▸ **PROBLEM**: For the copy, please give all of the data again exactly and leave the pictures out.

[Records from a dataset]
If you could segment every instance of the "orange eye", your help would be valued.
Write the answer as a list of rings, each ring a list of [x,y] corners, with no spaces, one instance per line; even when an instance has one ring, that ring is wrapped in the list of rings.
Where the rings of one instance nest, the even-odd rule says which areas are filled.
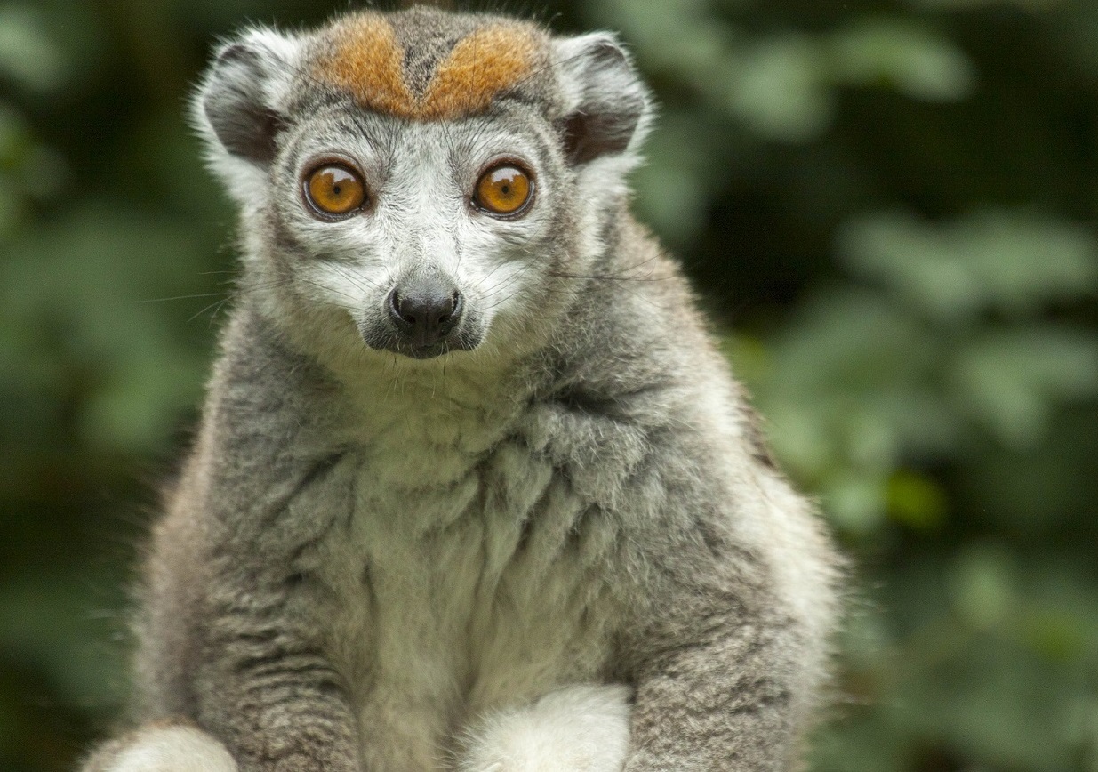
[[[493,214],[514,214],[530,200],[533,189],[525,171],[504,164],[481,175],[473,202]]]
[[[366,201],[366,186],[358,172],[328,164],[309,175],[305,198],[324,214],[349,214]]]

▸ **WRITTEN RESPONSE**:
If you could segment every instance of the "orange eye", your help would be valued.
Write the answer as a list of rings, each ring a list of [x,y] corners, with no spaces, one instance per line; even when an instance has one ring, that ring is wrapped in the list of rings.
Where the rings of one instance nest, the even-odd rule says which areas are filled.
[[[493,214],[514,214],[530,200],[533,189],[525,171],[504,164],[481,175],[473,202]]]
[[[366,201],[366,186],[358,172],[328,164],[309,175],[305,198],[324,214],[349,214]]]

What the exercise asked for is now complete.